[Pointing dataset records]

********************

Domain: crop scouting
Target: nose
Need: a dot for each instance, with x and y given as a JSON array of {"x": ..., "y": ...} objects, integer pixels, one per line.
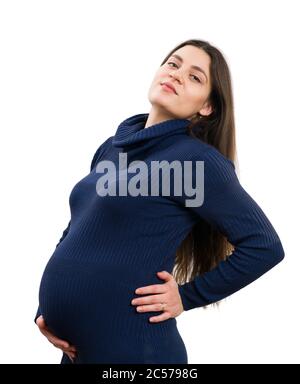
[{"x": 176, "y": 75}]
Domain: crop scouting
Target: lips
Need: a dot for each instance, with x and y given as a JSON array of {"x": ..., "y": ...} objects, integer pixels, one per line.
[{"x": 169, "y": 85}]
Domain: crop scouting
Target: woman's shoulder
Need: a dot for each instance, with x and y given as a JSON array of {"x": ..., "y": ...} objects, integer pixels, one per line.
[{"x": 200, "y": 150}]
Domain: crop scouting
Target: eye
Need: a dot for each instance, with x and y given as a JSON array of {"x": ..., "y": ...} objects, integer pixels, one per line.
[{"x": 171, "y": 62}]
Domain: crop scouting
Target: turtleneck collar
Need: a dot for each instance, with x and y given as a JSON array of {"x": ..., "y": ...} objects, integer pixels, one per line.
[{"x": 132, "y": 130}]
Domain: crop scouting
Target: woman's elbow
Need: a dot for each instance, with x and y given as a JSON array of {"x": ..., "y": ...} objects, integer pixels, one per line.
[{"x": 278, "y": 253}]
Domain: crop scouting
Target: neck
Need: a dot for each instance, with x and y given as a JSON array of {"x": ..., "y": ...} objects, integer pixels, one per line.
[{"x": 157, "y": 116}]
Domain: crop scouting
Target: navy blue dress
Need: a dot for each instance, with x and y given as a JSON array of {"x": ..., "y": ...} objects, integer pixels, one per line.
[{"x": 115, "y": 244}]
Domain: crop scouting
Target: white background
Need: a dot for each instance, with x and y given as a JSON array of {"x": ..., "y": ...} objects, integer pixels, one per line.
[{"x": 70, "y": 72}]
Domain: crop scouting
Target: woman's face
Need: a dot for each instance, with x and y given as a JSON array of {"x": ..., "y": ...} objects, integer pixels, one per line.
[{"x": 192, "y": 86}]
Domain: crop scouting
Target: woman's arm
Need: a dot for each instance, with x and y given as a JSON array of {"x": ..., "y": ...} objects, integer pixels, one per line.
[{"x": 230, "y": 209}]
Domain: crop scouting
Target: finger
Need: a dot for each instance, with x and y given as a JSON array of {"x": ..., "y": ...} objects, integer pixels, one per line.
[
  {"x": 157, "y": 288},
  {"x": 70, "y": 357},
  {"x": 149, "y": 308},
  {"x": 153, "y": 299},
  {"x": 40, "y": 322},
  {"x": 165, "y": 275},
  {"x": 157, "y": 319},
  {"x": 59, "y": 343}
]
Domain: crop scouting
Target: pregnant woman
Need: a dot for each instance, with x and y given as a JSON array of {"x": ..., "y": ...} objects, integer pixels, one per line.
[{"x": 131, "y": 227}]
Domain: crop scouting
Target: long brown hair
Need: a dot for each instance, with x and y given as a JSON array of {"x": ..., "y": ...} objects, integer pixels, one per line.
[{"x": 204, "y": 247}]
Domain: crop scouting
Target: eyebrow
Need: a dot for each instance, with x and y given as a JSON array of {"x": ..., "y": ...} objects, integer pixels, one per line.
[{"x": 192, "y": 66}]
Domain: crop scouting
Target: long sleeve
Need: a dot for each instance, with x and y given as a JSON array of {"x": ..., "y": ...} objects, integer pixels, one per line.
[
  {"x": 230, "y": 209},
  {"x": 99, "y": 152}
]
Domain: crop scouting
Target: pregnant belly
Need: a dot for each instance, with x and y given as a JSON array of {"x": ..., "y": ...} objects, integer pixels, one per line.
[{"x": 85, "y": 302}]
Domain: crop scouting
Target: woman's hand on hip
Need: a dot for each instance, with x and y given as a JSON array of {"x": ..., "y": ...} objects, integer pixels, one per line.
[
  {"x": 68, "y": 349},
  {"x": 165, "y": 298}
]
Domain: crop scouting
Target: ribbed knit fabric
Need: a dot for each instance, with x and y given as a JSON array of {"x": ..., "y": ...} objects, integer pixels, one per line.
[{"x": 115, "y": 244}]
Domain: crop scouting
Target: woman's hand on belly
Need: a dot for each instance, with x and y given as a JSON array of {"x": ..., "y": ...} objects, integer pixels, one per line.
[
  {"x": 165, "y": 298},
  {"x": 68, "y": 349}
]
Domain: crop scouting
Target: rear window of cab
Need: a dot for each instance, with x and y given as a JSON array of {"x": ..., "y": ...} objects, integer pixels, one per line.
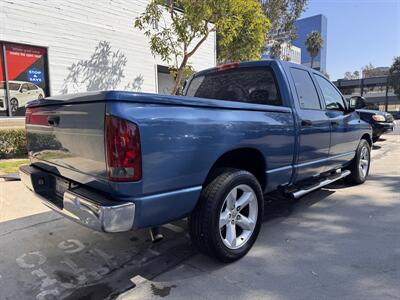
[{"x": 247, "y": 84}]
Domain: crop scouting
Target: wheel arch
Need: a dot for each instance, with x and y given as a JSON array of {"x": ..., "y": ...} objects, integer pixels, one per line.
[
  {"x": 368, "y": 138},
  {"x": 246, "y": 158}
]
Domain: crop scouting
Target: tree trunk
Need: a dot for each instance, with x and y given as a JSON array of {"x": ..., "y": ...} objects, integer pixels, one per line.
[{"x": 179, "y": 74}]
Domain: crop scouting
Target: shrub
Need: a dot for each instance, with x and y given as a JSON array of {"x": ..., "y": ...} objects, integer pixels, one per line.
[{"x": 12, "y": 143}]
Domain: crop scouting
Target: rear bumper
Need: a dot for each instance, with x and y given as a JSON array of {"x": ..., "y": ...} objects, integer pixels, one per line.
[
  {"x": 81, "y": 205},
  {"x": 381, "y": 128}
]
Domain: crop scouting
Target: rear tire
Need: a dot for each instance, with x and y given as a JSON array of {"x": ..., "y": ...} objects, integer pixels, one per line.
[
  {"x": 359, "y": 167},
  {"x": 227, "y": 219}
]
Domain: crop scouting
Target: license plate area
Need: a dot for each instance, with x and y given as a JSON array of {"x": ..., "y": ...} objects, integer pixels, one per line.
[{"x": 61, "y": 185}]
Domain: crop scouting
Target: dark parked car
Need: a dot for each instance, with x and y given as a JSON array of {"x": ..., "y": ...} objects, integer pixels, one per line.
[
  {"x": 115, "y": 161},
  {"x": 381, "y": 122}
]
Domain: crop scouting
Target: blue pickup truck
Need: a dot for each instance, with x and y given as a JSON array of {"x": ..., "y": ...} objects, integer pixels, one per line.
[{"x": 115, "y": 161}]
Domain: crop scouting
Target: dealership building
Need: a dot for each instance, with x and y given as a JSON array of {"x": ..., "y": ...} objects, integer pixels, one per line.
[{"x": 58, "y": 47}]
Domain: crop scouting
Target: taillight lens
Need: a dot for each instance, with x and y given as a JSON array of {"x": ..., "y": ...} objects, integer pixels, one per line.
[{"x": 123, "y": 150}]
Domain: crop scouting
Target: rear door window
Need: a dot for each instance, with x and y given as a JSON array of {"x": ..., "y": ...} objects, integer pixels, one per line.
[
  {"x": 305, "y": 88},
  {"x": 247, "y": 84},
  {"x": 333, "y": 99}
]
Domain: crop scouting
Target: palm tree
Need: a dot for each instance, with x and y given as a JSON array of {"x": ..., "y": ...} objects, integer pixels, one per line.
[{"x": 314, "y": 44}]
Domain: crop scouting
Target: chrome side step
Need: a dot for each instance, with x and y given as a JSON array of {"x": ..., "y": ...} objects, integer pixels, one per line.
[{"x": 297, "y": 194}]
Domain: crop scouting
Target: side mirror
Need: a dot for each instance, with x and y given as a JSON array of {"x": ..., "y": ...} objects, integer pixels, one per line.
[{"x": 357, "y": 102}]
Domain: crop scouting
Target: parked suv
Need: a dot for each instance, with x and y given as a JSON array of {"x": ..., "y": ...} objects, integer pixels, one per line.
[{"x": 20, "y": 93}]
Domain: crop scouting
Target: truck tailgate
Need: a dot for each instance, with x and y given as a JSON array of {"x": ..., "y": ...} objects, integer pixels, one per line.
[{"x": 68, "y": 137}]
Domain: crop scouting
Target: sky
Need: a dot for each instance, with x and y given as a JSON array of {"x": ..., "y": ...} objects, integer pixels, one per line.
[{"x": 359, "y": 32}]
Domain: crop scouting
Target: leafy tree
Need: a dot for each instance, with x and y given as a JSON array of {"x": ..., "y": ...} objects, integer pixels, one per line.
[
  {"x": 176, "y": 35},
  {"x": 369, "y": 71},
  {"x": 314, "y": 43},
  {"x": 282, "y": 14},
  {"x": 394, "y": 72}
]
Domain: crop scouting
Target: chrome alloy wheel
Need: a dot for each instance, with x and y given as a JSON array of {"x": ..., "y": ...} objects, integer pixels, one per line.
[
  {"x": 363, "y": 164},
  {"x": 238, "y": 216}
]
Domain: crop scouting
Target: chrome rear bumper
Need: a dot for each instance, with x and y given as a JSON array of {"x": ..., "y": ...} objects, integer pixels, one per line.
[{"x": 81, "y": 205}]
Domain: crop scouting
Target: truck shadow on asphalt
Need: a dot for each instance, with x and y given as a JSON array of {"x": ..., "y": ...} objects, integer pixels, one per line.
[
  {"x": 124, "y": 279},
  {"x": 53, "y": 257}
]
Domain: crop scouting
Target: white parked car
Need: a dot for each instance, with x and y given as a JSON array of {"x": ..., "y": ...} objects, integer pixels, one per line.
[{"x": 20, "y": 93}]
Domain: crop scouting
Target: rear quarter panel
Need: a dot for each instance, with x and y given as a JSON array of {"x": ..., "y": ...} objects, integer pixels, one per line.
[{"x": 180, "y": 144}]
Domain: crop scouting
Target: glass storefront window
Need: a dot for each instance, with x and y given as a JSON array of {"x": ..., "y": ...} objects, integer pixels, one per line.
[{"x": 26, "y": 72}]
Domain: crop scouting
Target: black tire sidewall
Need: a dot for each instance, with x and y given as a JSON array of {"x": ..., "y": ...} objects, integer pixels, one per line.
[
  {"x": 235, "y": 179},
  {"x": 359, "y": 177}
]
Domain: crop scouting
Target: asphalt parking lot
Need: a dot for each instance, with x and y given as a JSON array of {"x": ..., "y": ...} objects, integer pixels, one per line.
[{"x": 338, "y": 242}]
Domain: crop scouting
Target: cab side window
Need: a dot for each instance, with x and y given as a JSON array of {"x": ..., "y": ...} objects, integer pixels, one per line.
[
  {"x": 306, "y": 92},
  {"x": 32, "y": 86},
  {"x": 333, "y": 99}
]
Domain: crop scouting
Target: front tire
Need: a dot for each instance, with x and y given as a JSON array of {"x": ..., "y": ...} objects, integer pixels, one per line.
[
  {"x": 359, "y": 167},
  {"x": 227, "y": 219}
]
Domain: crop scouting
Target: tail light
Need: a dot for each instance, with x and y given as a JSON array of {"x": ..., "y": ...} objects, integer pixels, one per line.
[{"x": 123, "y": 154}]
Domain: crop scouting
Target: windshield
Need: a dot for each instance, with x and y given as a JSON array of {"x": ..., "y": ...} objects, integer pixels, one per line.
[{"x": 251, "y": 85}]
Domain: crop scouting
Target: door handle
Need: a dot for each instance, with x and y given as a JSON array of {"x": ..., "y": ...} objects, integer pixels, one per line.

********************

▸ **Work instructions**
Locate every line in the records above that contains the string "rear", and copy each such line. Matching is case-sensitive.

▸ **Task output**
Target: rear window of cab
Target: rear bumper
Target: rear tire
Target: rear door window
Target: chrome rear bumper
Target: rear quarter panel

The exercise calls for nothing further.